TASK DIRECTIONS
Extract the stretch of lines that starts at the line with "Target: tree line" and ends at the last line of the data below. Give it exactly, without pictures.

GIVEN INFORMATION
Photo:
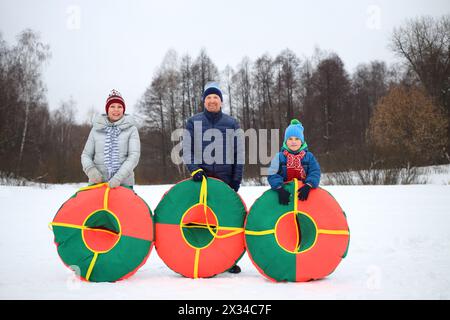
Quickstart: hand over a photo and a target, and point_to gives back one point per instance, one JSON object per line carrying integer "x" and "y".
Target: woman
{"x": 113, "y": 147}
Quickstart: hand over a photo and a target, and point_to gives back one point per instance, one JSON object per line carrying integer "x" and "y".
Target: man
{"x": 226, "y": 157}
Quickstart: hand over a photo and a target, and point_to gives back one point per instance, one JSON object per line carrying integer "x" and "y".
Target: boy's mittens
{"x": 94, "y": 175}
{"x": 283, "y": 196}
{"x": 113, "y": 183}
{"x": 198, "y": 176}
{"x": 303, "y": 192}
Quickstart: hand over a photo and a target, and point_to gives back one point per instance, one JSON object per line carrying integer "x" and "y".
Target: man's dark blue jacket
{"x": 228, "y": 170}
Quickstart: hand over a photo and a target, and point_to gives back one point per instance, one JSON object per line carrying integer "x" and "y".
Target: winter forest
{"x": 374, "y": 121}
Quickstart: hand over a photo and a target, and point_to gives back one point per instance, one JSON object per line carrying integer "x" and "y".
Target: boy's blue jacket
{"x": 278, "y": 170}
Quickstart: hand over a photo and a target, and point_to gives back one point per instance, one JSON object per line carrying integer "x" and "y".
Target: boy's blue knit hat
{"x": 295, "y": 129}
{"x": 212, "y": 88}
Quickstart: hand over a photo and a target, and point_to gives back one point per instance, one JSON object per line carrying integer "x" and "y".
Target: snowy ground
{"x": 399, "y": 249}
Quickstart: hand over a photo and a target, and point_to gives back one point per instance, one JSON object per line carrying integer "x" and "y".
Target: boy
{"x": 294, "y": 161}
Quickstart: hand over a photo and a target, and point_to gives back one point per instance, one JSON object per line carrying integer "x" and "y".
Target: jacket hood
{"x": 100, "y": 122}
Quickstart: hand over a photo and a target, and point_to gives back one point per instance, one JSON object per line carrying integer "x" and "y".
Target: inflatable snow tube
{"x": 305, "y": 240}
{"x": 200, "y": 228}
{"x": 104, "y": 234}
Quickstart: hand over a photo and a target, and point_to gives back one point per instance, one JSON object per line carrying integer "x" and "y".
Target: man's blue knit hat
{"x": 212, "y": 88}
{"x": 295, "y": 129}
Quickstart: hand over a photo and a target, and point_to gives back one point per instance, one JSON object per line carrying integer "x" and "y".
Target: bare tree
{"x": 424, "y": 43}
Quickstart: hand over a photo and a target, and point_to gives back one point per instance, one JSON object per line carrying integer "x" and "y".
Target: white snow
{"x": 399, "y": 249}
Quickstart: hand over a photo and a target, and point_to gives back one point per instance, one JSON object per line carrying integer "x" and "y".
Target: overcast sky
{"x": 99, "y": 45}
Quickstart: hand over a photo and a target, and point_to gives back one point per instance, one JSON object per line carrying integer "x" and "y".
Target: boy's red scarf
{"x": 294, "y": 165}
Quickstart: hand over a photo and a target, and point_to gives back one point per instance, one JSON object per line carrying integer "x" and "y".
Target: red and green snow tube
{"x": 303, "y": 241}
{"x": 105, "y": 234}
{"x": 200, "y": 228}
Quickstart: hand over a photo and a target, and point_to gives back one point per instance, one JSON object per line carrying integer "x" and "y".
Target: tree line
{"x": 379, "y": 116}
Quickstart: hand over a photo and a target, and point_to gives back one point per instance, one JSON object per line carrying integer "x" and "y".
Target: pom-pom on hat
{"x": 114, "y": 96}
{"x": 295, "y": 129}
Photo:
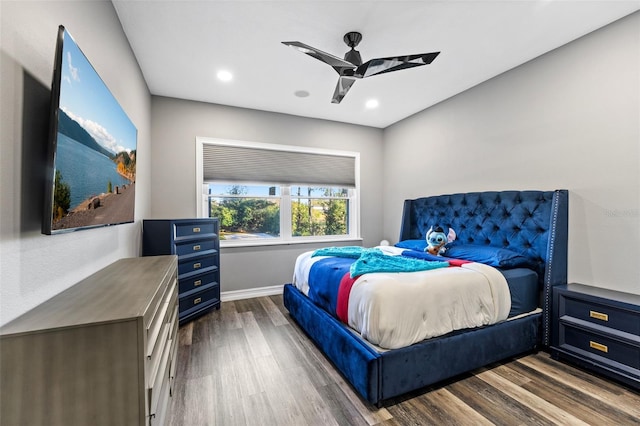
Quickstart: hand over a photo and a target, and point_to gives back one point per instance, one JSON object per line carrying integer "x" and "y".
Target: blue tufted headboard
{"x": 531, "y": 223}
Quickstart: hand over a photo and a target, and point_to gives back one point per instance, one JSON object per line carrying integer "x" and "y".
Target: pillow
{"x": 419, "y": 245}
{"x": 492, "y": 256}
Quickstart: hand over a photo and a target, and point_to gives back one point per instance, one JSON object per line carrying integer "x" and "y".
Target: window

SOLUTION
Target: tree line
{"x": 379, "y": 116}
Quickstart: hand over a photo and a target, and point_to gives back one point per instance, one JSON object per line carrying integer "x" and "y".
Target: pom-pom on hat
{"x": 114, "y": 96}
{"x": 295, "y": 129}
Photo:
Quickstart: hand over a photo and a target, and point_to gives back one point per instance, one JSON object per line carrying integer "x" and "y".
Target: blue tufted headboard
{"x": 531, "y": 223}
Quickstart: hand over a photo and a target, and point_to gives back one point per instance, one JSON object per line carrying integer "x" and "y".
Target: pillow
{"x": 419, "y": 245}
{"x": 492, "y": 256}
Quickstart: hand over a photo and a target, and point_to gives back one point per instance, one JSON object per line carrying integer "x" and "y".
Target: window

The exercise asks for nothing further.